Instruction: Reproduce the rows below verbatim, beginning at the line that contains "Put a marker on each instance of the leafy" and stopping after the line that contains "[(364, 283), (326, 287)]".

----------

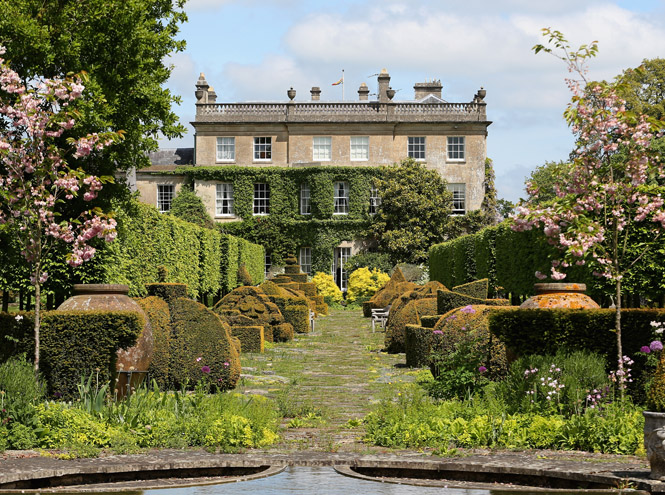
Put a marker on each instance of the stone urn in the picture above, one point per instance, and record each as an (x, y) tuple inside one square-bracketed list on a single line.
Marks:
[(113, 297), (654, 443), (560, 295)]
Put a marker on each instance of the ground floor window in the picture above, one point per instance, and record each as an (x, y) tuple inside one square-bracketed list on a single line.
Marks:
[(341, 256)]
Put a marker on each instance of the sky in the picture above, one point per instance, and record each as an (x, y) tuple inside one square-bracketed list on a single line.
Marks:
[(258, 49)]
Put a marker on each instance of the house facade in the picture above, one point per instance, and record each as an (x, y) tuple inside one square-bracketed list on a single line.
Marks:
[(316, 134)]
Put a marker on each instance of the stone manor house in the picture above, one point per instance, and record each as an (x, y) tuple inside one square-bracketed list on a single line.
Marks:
[(369, 132)]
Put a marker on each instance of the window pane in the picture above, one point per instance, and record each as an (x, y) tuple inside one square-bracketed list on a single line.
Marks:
[(305, 206), (262, 148), (360, 148), (416, 148), (456, 148), (226, 149), (459, 198), (341, 198), (224, 199), (261, 199), (165, 194), (322, 148), (306, 260)]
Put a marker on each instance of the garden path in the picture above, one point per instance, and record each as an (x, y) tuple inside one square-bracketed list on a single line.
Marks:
[(324, 379)]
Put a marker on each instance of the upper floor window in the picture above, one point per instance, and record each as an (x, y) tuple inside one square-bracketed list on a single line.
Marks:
[(306, 260), (305, 205), (341, 198), (322, 149), (261, 198), (359, 148), (456, 148), (374, 200), (459, 198), (165, 195), (224, 200), (226, 149), (416, 148), (262, 148)]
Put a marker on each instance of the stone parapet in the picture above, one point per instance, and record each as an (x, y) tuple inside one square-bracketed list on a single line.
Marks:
[(340, 112)]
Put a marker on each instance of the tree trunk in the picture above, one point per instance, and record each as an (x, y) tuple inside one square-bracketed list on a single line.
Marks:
[(617, 326)]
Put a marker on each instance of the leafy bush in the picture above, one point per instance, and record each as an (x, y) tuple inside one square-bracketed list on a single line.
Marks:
[(364, 283), (326, 287)]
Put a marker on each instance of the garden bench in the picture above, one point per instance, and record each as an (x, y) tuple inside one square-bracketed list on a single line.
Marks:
[(380, 315)]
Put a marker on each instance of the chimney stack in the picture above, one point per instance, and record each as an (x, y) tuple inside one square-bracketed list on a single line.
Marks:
[(384, 84), (363, 92), (428, 88)]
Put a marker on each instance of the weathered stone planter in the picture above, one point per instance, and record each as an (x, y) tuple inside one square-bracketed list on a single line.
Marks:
[(113, 297), (559, 295), (654, 443)]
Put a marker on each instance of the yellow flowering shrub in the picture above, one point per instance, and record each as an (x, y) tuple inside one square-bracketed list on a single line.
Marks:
[(326, 287), (364, 283)]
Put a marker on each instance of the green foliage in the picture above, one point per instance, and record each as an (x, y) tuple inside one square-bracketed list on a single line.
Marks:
[(251, 338), (197, 332), (158, 314), (414, 210), (448, 300), (544, 331), (364, 283), (371, 260), (326, 287), (409, 419), (76, 343), (566, 383), (19, 391), (123, 46), (188, 206)]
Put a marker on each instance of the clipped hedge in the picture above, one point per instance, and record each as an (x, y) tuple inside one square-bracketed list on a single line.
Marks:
[(478, 289), (73, 344), (409, 315), (298, 316), (417, 345), (199, 333), (448, 300), (160, 320), (251, 338)]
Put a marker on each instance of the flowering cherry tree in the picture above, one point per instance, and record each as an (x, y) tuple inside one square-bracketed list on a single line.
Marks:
[(612, 185), (36, 180)]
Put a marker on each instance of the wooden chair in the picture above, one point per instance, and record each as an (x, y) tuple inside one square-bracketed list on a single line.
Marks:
[(380, 315)]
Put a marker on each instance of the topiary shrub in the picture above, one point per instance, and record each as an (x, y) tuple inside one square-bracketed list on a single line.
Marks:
[(417, 344), (283, 332), (462, 340), (364, 283), (167, 292), (244, 278), (409, 315), (326, 287), (200, 333), (160, 321), (298, 316), (478, 289), (448, 300), (251, 338)]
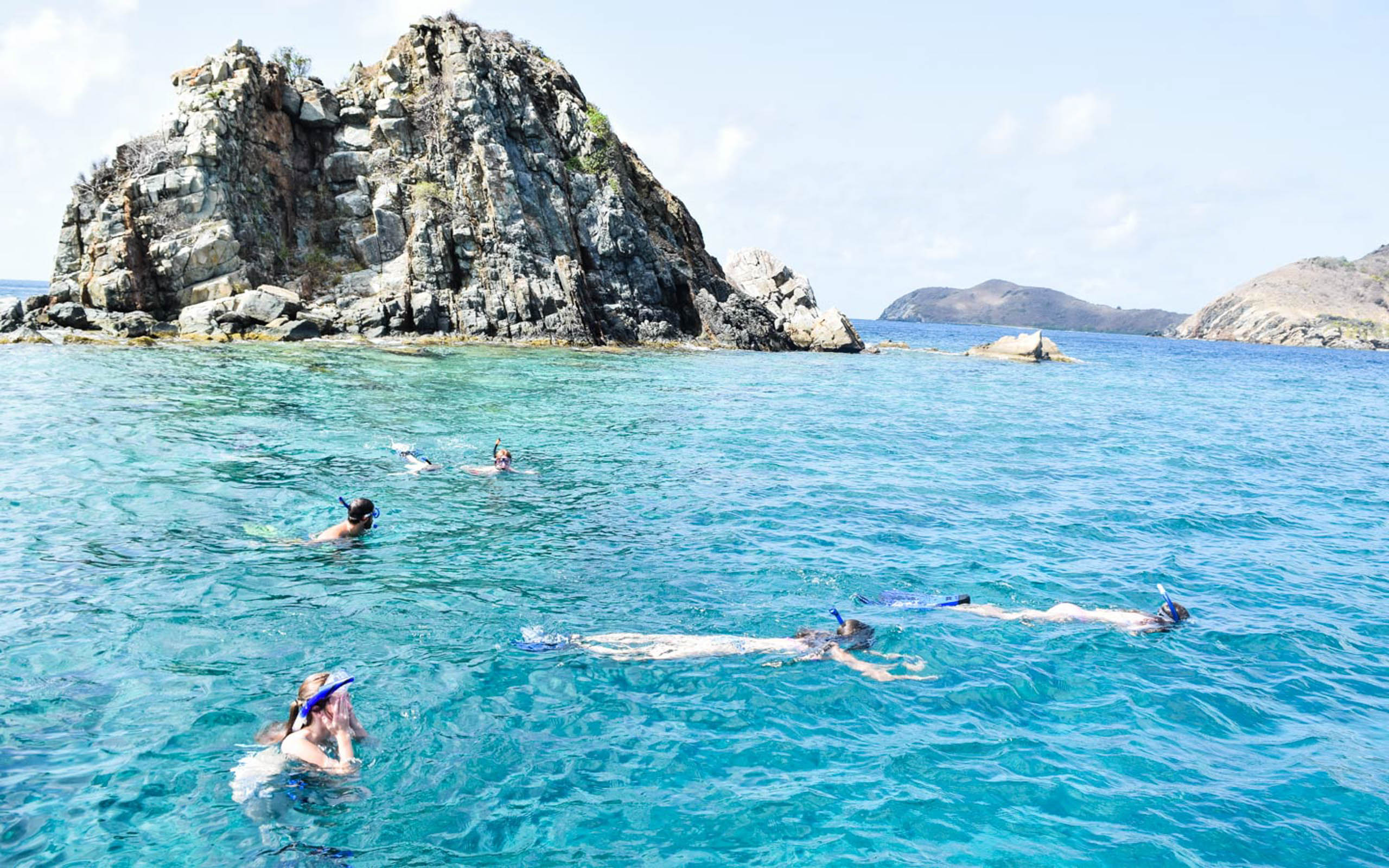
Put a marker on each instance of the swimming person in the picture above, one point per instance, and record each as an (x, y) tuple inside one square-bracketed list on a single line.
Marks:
[(806, 645), (360, 514), (320, 717), (415, 462), (500, 463), (1169, 616)]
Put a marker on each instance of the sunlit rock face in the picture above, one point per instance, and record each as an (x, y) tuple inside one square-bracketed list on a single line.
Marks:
[(463, 185)]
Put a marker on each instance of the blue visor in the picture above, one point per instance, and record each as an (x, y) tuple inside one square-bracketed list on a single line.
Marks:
[(375, 513), (318, 698), (1171, 608)]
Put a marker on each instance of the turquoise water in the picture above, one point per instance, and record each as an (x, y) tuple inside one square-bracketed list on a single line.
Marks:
[(146, 636)]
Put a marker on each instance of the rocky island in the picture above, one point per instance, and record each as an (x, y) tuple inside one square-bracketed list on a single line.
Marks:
[(1005, 303), (1320, 302), (463, 185)]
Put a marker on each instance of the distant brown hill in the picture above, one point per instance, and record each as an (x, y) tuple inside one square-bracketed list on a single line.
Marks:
[(1005, 303), (1320, 302)]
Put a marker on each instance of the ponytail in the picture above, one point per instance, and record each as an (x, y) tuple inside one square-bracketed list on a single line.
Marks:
[(274, 733)]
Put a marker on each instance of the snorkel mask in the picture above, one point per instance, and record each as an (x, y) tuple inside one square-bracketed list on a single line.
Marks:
[(1170, 608), (318, 698)]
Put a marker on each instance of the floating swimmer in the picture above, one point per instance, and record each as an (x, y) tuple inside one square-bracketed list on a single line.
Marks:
[(1169, 616), (806, 645), (320, 717), (360, 516), (415, 462), (500, 463)]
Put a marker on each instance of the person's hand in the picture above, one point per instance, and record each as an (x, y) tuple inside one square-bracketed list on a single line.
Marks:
[(338, 720)]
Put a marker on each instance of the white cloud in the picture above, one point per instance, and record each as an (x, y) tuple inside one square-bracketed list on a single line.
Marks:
[(1074, 120), (392, 17), (1001, 135), (52, 61), (944, 247), (1117, 221), (731, 145)]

----------

In response:
Put a marker on each instance of the leafy bush in the picture above, one point per instance, and record each as an (x, y) tuple inside one square-bracketed list on a single line.
Marks:
[(364, 283), (326, 287)]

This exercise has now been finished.